AUSGANGSTEXT:
Johanna Möller (Von Studierenden für Studierende)

Insgesamt konnte für den Anteil der Schüler*innen, die an Förderschulen unterrichtet werden, nur eine geringfügige Abnahme erzielt werden. Während im Schuljahr 2008/2009 4,8 Prozent der Kinder der Jahrgangstufen 1 bis 10 an Förderschulen unterrichtet wurden, waren es zehn Jahre später (Schuljahr 2018/2019) noch 4,2 Prozent. Zusätzlich wurde evaluiert, dass im Schuljahr 2018/2019 deutschlandweit noch knapp 26.000 Schüler*innen von Grund- und weiterführenden Schulen an Förderschulen überwiesen wurden. Fortschritte bezüglich des Ausbaus des gemeinsamen Lernens konnten nur punktuell beobachtet werden: Insbesondere den drei Stadtstaaten (Bremen, Hamburg, Berlin) und den beiden Bundesländern Niedersachsen und Schleswig-Holstein gelang es, ihre Exklusionsquoten stark zu verringern. In anderen Bundesländern – wie Bayern, Baden-Württemberg oder Rheinland-Pfalz – ist hingegen sogar ein Anstieg der Exklusionsquote verzeichnet worden. Eine Änderung dieser Tendenz ist in den kommenden zehn Jahren nicht zu erwarten: So wird basierend auf der Analyse der Bertelsmann-Stiftung erwartet, dass die Exklusionsquote auf einem Wert von 4,2% stagniert, während sich die regionalen Unterschiede noch vergrößern würden (https://www.bertelsmann-stiftung.de/de/themen/aktuelle-meldungen/2020/juni/zoegerlicher-ausbau-des-gemeinsamen-lernens-trotz-hoher-gesellschaftlicher-akzeptanz).

Ferner hat die Studie im Rahmen einer Befragung zahlreicher Lehrkräfte ergeben, dass sich ca. die Hälfte bis ein Drittel aller Befragten nicht gut auf die Durchführung eines inklusiven Unterrichts vorbereitet und unterstützt fühlen und daher tendenziell lieber keine Leitung inklusiver Klassen übernehmen möchten. Auch die räumliche und personelle Ausstattung inklusiver Schulen wurde in diesem Zuge kritisiert (https://www.bertelsmann-stiftung.de/fileadmin/files/BSt/Publikationen/GrauePublikationen/20200625_Inklusive-Bildung-Zwischen-Licht-und-Schatten_ST-IB.pdf).

GEGEBENE EINTRÄGE:

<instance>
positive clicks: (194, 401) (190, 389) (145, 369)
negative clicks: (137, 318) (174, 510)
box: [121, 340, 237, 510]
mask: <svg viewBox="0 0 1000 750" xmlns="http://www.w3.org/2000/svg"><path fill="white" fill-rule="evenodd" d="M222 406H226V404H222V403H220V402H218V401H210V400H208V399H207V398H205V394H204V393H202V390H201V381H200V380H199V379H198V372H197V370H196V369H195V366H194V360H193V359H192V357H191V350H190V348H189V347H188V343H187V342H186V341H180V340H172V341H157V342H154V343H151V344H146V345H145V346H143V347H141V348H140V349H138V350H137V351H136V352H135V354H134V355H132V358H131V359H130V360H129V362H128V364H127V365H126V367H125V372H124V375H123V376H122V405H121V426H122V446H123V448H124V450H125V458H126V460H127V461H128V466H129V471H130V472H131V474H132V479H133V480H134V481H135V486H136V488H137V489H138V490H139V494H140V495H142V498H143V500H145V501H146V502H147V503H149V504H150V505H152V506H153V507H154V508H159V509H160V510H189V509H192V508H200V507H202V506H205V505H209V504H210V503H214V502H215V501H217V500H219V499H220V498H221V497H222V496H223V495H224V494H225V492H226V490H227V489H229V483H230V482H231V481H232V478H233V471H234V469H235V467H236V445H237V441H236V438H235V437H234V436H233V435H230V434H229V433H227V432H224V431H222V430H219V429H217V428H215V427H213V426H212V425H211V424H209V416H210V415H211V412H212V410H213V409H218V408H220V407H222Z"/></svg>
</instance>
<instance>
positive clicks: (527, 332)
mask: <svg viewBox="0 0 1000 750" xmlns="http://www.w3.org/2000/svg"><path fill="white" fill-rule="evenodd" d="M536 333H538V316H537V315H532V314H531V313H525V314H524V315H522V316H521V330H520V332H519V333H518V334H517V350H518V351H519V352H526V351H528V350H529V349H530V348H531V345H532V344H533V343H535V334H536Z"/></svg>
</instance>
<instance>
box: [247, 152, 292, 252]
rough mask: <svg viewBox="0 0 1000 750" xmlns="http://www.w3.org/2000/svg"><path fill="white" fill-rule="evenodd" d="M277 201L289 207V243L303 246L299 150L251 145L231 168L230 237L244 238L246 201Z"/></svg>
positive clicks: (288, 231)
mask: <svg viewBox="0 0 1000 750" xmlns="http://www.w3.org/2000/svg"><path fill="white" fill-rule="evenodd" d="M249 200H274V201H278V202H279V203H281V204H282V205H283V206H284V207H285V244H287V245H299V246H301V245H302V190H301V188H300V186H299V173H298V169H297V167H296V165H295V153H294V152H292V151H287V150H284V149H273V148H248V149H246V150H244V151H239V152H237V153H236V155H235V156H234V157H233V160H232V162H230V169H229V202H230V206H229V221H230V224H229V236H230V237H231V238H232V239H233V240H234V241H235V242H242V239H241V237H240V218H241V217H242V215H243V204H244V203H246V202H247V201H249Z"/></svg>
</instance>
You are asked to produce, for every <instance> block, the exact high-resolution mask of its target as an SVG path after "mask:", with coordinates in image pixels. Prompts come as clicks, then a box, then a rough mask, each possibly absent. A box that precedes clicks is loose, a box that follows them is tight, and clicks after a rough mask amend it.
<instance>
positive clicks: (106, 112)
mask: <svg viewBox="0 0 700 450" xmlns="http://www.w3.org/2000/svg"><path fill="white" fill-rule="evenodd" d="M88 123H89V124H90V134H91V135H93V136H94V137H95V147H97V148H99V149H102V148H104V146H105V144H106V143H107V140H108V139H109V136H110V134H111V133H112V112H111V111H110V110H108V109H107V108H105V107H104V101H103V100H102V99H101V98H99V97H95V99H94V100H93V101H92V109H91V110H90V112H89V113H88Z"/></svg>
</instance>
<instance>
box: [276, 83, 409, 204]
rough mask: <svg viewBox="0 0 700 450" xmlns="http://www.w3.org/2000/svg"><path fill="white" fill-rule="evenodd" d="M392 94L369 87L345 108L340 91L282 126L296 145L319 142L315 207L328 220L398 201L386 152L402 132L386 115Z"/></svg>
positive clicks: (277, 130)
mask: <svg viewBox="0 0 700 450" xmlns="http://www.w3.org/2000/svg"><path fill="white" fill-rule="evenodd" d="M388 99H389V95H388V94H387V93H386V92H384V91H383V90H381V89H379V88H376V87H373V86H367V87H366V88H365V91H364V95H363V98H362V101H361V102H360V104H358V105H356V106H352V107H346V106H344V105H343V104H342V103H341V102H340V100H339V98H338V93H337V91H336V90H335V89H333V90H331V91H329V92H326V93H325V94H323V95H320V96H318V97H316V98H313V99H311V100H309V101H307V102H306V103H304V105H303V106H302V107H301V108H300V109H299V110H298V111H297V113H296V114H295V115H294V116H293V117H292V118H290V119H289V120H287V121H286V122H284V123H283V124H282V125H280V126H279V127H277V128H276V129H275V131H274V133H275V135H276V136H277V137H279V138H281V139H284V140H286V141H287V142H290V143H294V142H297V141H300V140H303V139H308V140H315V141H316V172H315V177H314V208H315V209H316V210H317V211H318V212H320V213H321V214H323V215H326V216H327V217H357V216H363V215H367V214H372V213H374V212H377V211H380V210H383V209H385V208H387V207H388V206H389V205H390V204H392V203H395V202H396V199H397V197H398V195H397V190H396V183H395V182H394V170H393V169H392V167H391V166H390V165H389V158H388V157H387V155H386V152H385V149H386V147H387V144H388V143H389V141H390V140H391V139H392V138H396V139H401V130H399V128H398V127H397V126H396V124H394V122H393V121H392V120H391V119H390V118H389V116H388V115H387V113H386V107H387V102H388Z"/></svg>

AUFGABEN ZUM TEXT:
**a.** Beantworte anhand des Ausgangstextes über schulische Inklusion:
(i) Wie viel Prozent der Kinder der Jahrgangsstufen 1 bis 10 wurden im Schuljahr 2008/2009 an Förderschulen unterrichtet?
(ii) Welche drei Stadtstaaten konnten ihre Exklusionsquoten stark verringern?
(iii) Welcher Anteil der befragten Lehrkräfte fühlt sich nicht gut auf inklusiven Unterricht vorbereitet und unterstützt?
**b.** Schreibe den Ausgangstext über schulische Inklusion nach seinem letzten Satz weiter.

LÖSUNGEN:
**a.**
(i) 4,8 Prozent
(ii) Bremen, Hamburg und Berlin
(iii) ca. die Hälfte bis ein Drittel

**b.**
Eben diese Bilanz steht nicht nur mit den eigentlichen Zielsetzungen der UN-BKR im Konflikt, sondern auch mit den Ergebnissen der Elternbefragung, die im Rahmen dieser Studie erhoben wurden: Die aktuelle Elternbefragung zeigt insgesamt eine grundsätzliche Akzeptanz des gemeinsamen Lernens, welche jedoch je nach sonderpädagogischem Unterstützungsbedarf der Kinder variiert. Während sich die Mehrheit der Eltern für eine gemeinsame Beschulung der Kinder mit den Förderschwerpunkten Körperliche und Motorische Entwicklung, Sprache und Lernen aussprach, waren insgesamt nur ca. ein Drittel der Eltern positiv gegenüber eine inklusive Beschulung von Kindern mit Verhaltensauffälligkeiten im emotional-sozialen Bereich und Kindern mit geistiger Behinderung gestimmt. Zudem hat sich gezeigt, dass inklusionserfahrene Eltern insgesamt zufriedener mit den Schulen, Klassen und Lehrkräften ihrer Kinder sind, als jene ohne Erfahrungen mit Inklusion. Darüber hinaus wurde konstatiert, dass Kinder im gemeinsamen Unterricht vergleichsweise eher besser lernen würden, wobei sich keine Nachteile für die Kinder ohne spezifischem Förderbedarf ergeben. Die erhobenen Daten ergeben diesbezüglich, dass inklusiv beschulte Schüler*innen mit sonderpädagogischem Förderbedarf häufiger einen Hauptschulabschluss erzielten als diejenigen, welche ein exklusives Setting besuchten (https://www.bertelsmann-stiftung.de/fileadmin/files/BSt/Publikationen/GrauePublikationen/20200625_Inklusive-Bildung-Zwischen-Licht-und-Schatten_ST-IB.pdf).

Eben diese Lernerfolge und elterliche Unterstützung sollte sich die Politik zunutze machen und die Inklusion weiter vorantreiben, denn „mehr Inklusion ist möglich“ – so Jörg Dräger, Vorstand der Bertelsmann Stiftung.